* [TAREFAS OBRIGATÓRIAS]:
1 - Reproduza sem alterações o trecho do texto sobre as esquerdas que começa nas palavras "Terceira Carta às" e termina depois de "a esse objetivo.".
2 - Escreva o que vem a seguir no texto sobre as esquerdas, logo após a última frase apresentada.

* [TEXTO CITADO]:
···
SEM MEDO DE SER FELIZ
Quando a política fica restrita ao aparelho do Estado se perde a noção mesma da política que é a polis, a cidade organizada, a sociedade. Em vez de pensar que a política é uma ação coletiva no interior da própria sociedade, sob a forma de poderes e contra poderes, se pensa a política como uma esfera separada
Marilena Chauí é filósofa e professora da Faculdade de Letras e Ciências Humanas da USP (FFLCH)
Terceira Carta às Esquerdas
Publicado em 15/12/2011 por Boaventura de Sousa Santos
Fonte Agência carta Maior - 14/12/2011
As novas mobilizações e militâncias políticas por causas historicamente pertencentes às esquerdas estão sendo feitas sem qualquer referência a elas (salvo talvez à tradição anarquista) e muitas vezes em oposição a elas. Isto não pode deixar de suscitar uma profunda reflexão. Essa reflexão está sendo feita? Tenho razões para crer que não
Quando estão no poder, as esquerdas não têm tempo para refletir sobre as transformações que ocorrem nas sociedades e quando o fazem é sempre por reação a qualquer acontecimento que perturbe o exercício do poder. A resposta é sempre defensiva. Quando não estão no poder, dividem-se internamente para definir quem vai ser o líder nas próximas eleições, e as reflexões e análises ficam vinculadas a esse objetivo.
···
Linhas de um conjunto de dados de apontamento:

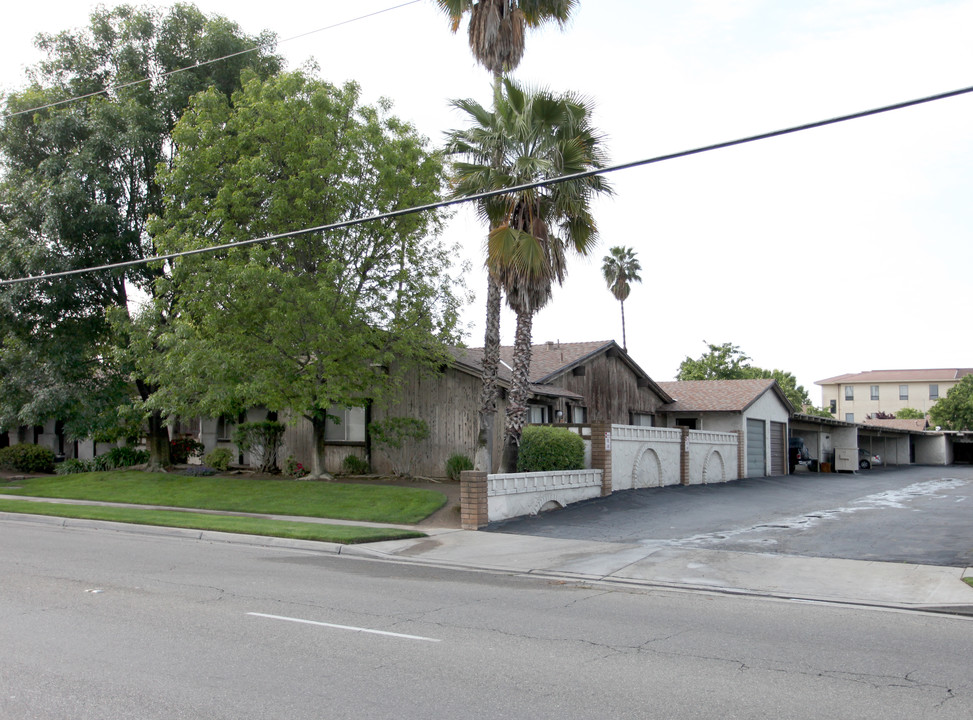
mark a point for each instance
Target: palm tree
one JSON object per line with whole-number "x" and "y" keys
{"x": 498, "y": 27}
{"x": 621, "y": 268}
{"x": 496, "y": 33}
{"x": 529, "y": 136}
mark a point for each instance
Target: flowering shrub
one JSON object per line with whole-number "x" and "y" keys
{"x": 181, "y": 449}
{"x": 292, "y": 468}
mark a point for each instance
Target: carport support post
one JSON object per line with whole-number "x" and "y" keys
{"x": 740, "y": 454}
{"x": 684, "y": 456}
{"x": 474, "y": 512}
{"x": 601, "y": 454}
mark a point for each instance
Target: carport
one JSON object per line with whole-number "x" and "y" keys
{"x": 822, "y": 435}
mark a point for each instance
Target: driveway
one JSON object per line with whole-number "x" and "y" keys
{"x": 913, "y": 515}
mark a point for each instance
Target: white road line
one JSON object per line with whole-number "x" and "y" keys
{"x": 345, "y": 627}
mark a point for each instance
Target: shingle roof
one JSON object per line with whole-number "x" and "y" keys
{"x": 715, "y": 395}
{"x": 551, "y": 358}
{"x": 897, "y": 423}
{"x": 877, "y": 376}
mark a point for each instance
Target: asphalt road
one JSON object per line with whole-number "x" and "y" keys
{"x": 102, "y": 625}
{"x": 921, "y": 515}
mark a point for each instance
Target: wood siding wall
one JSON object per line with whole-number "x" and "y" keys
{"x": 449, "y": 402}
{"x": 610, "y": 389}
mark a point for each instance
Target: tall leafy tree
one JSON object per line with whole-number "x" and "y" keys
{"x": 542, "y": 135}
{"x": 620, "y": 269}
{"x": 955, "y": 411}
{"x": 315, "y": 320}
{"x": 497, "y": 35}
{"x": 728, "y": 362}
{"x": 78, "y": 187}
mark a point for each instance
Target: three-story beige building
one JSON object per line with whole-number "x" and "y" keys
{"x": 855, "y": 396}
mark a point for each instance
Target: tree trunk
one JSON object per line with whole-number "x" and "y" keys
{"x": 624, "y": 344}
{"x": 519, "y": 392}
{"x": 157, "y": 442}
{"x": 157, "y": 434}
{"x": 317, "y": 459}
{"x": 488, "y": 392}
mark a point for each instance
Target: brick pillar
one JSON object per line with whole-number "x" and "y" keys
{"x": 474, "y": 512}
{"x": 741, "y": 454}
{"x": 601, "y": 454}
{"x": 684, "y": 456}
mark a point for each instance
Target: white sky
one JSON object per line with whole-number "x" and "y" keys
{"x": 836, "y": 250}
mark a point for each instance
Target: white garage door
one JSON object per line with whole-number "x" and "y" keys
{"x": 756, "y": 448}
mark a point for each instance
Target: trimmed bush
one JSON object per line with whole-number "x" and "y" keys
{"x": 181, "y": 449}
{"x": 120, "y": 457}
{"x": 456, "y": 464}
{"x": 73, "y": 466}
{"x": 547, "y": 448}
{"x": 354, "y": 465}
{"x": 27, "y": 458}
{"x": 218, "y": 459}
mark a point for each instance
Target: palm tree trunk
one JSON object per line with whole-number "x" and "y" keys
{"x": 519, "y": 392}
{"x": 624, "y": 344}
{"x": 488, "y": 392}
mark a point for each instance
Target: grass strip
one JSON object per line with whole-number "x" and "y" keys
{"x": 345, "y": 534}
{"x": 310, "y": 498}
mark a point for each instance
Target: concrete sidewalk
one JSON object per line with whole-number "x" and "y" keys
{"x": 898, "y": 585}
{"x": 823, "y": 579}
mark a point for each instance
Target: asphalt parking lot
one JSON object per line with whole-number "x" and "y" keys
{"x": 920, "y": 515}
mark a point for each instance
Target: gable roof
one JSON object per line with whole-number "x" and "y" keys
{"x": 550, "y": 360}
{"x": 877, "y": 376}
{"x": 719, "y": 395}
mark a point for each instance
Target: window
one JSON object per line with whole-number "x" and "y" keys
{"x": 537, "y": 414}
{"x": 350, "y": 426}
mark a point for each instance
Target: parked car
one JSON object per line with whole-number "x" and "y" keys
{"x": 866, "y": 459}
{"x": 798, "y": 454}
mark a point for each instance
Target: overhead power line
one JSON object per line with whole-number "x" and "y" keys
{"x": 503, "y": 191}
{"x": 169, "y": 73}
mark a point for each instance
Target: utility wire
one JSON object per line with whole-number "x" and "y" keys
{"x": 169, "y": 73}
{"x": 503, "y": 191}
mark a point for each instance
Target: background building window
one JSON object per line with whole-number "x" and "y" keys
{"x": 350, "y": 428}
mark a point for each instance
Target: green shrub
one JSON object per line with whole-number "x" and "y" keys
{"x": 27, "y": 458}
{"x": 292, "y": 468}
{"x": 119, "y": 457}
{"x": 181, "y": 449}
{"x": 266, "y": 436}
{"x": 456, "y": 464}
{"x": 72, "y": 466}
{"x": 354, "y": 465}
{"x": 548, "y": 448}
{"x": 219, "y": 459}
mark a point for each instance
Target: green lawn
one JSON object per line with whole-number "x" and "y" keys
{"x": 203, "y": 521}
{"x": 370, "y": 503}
···
* [RESPOSTAS POR TAREFA]:
1 -
Terceira Carta às Esquerdas
Publicado em 15/12/2011 por Boaventura de Sousa Santos
Fonte Agência carta Maior - 14/12/2011
As novas mobilizações e militâncias políticas por causas historicamente pertencentes às esquerdas estão sendo feitas sem qualquer referência a elas (salvo talvez à tradição anarquista) e muitas vezes em oposição a elas. Isto não pode deixar de suscitar uma profunda reflexão. Essa reflexão está sendo feita? Tenho razões para crer que não
Quando estão no poder, as esquerdas não têm tempo para refletir sobre as transformações que ocorrem nas sociedades e quando o fazem é sempre por reação a qualquer acontecimento que perturbe o exercício do poder. A resposta é sempre defensiva. Quando não estão no poder, dividem-se internamente para definir quem vai ser o líder nas próximas eleições, e as reflexões e análises ficam vinculadas a esse objetivo.

2 -
Esta indisponibilidade para reflexão, se foi sempre perniciosa, é agora suicida. Por duas razões. A direita tem à sua disposição todos os intelectuais orgânicos do capital financeiro, das associações empresariais, das instituições multilaterais, dos think tanks, dos lobbistas, os quais lhe fornecem diariamente dados e interpretações que não são sempre faltos de rigor e sempre interpretam a realidade de modo a levar a água ao seu moinho. Pelo contrário, as esquerdas estão desprovidas de instrumentos de reflexão abertos aos não militantes e, internamente, a reflexão segue a linha estéril das facções.
Circula hoje no mundo uma imensidão de informações e análises que poderiam ter uma importância decisiva para repensar e refundar as esquerdas depois do duplo colapso da social-democracia e do socialismo real. O desequílibrio entre as esquerdas e a direita no que respeita ao conhecimento estratégico do mundo é hoje maior que nunca.
A segunda razão é que as novas mobilizações e militâncias políticas por causas historicamente pertencentes às esquerdas estão sendo feitas sem qualquer referência a elas (salvo talvez à tradição anarquista) e muitas vezes em oposição a elas. Isto não pode deixar de suscitar uma profunda reflexão. Essa reflexão está sendo feita? Tenho razões para crer que não e a prova está nas tentativas de cooptar, ensinar, minimizar, ignorar a nova militância.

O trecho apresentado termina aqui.